## [Your goal]
In the text on legislative delegation and paramountcy, which Supreme Court of Canada decision is cited as confirming that Parliament may delegate legislative authority to bodies other than provincial legislatures?

## [Text section]

But as the Supreme Court of Canada confirmed in R. v. Furtney,
[1991] 3 S.C.R. 89, “Parliament may delegate legislative authority
to bodies other than provincial legislatures, it may incorporate provincial
legislation by reference and it may limit the reach of its legislation
by a condition, namely the existence of provincial legislation.”
Provincial legislatures have corresponding authority to delegate to
other bodies, to incorporate federal legislation by reference and
to limit the reach of provincial legislation by conditioning its application
on federal legislation.
Incorporation by reference entails
enacting legislation providing that a matter within the legislature’s
authority be governed by legislation enacted by another legislature,
either as it exists at the time of the incorporation or, where the
incorporating legislation is explicit on this point, as it might
be modified in the future. This is regarded as one legislature’s
adopting as its own and for its own purposes legislation enacted
by another. It is very common in Canada to combine this technique
with the delegation of regulatory authority to a regulatory body
created by another legislature, coupled with a direction to that
regulatory body to apply that legislature’s law. While there are suggestions
in the case law that the power of delegation is subject to “reasonable
limits”, and that Parliament or a legislature may not go so far
as to “abdicate” or “abandon” its powers to a delegate, very broad
delegations of authority have repeatedly been upheld. These include
delegations that give regulatory bodies extensive powers to fashion
regulatory schemes governing particular areas of economic activity.
The courts have appreciated the desirability of intergovernmental
cooperation in enacting comprehensive schemes of regulation. In
my view it is very unlikely that any delegation of authority to
regulate securities would be regarded as an impermissible abdication
or abandonment of legislative power. There would also, in my view,
be no constitutional difficulty with dissolving existing regulators.
As a matter of legislative sovereignty, the power to enact legislation
includes the power to repeal it. Legislation that created a regulatory
body could be amended or repealed to dissolve it. 2. Federal authority to
exclude provincial and territorial regulation through paramountcy In my view the federal government would
be entitled to ensure that the CSC model operated as a complete code governing
specified securities matters by including in the implementing legislation an
express paramountcy clause. Federal
legislation would be effective to exclude provincial securities regulation
under the paramountcy doctrine if it plainly demonstrated an intention that it
and it alone govern the matters from which provincial regulation was to be
excluded. An express paramountcy clause
would constitute an unmistakable, and in my view constitutionally effective,
expression of this intention. Because of the
territories’ dependant constitutional status, there would be no
need to invoke the paramountcy doctrine to exclude the operation
of territorial securities regulation. The federal Parliament could
directly override territorial legislation.

## [Supplied material]
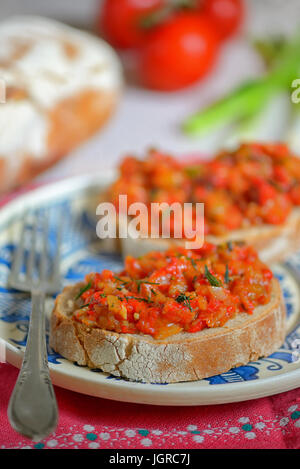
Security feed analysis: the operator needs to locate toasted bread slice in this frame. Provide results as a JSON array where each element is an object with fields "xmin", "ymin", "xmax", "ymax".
[
  {"xmin": 120, "ymin": 208, "xmax": 300, "ymax": 264},
  {"xmin": 50, "ymin": 279, "xmax": 285, "ymax": 383}
]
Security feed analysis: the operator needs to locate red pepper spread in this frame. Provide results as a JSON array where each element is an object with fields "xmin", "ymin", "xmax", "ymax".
[
  {"xmin": 109, "ymin": 143, "xmax": 300, "ymax": 235},
  {"xmin": 74, "ymin": 243, "xmax": 272, "ymax": 339}
]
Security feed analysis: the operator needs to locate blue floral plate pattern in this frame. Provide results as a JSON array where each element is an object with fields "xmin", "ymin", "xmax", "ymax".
[{"xmin": 0, "ymin": 173, "xmax": 300, "ymax": 405}]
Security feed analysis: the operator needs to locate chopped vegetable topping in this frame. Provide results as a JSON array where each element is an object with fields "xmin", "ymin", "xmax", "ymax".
[
  {"xmin": 74, "ymin": 243, "xmax": 272, "ymax": 339},
  {"xmin": 109, "ymin": 143, "xmax": 300, "ymax": 236}
]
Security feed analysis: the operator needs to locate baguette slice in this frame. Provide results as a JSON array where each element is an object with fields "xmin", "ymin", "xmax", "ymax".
[
  {"xmin": 120, "ymin": 207, "xmax": 300, "ymax": 264},
  {"xmin": 0, "ymin": 15, "xmax": 123, "ymax": 193},
  {"xmin": 50, "ymin": 279, "xmax": 285, "ymax": 383}
]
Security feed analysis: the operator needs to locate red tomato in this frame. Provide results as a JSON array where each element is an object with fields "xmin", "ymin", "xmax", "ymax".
[
  {"xmin": 200, "ymin": 0, "xmax": 244, "ymax": 39},
  {"xmin": 99, "ymin": 0, "xmax": 163, "ymax": 49},
  {"xmin": 138, "ymin": 11, "xmax": 218, "ymax": 91}
]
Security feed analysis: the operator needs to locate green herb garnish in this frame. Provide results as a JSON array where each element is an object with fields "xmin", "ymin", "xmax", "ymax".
[
  {"xmin": 75, "ymin": 282, "xmax": 92, "ymax": 301},
  {"xmin": 204, "ymin": 265, "xmax": 222, "ymax": 287}
]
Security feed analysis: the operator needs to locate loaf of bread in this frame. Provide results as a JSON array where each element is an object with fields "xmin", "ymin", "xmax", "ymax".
[{"xmin": 0, "ymin": 16, "xmax": 122, "ymax": 192}]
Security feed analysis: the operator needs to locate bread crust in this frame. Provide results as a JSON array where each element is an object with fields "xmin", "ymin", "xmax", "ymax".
[
  {"xmin": 121, "ymin": 208, "xmax": 300, "ymax": 263},
  {"xmin": 50, "ymin": 279, "xmax": 286, "ymax": 383}
]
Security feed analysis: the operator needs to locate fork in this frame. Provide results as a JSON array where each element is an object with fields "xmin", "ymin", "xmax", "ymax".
[{"xmin": 8, "ymin": 211, "xmax": 62, "ymax": 441}]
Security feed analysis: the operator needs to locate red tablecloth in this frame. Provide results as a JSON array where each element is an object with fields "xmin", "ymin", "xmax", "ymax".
[{"xmin": 0, "ymin": 364, "xmax": 300, "ymax": 449}]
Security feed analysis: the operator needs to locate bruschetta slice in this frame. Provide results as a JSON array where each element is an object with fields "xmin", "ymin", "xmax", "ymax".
[{"xmin": 50, "ymin": 243, "xmax": 286, "ymax": 383}]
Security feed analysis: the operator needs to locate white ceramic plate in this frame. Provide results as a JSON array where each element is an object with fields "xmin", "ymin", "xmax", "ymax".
[{"xmin": 0, "ymin": 173, "xmax": 300, "ymax": 405}]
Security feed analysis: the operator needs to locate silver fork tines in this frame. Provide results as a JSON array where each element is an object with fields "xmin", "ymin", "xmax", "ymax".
[{"xmin": 8, "ymin": 211, "xmax": 62, "ymax": 441}]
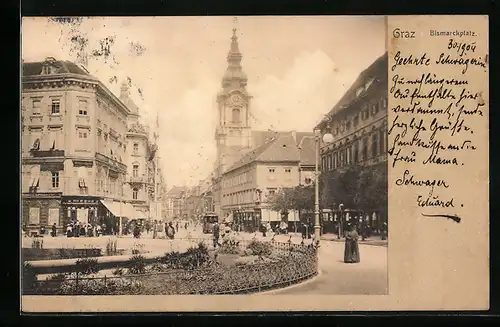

## [Solved problem]
R. v. Furtney, [1991] 3 S.C.R. 89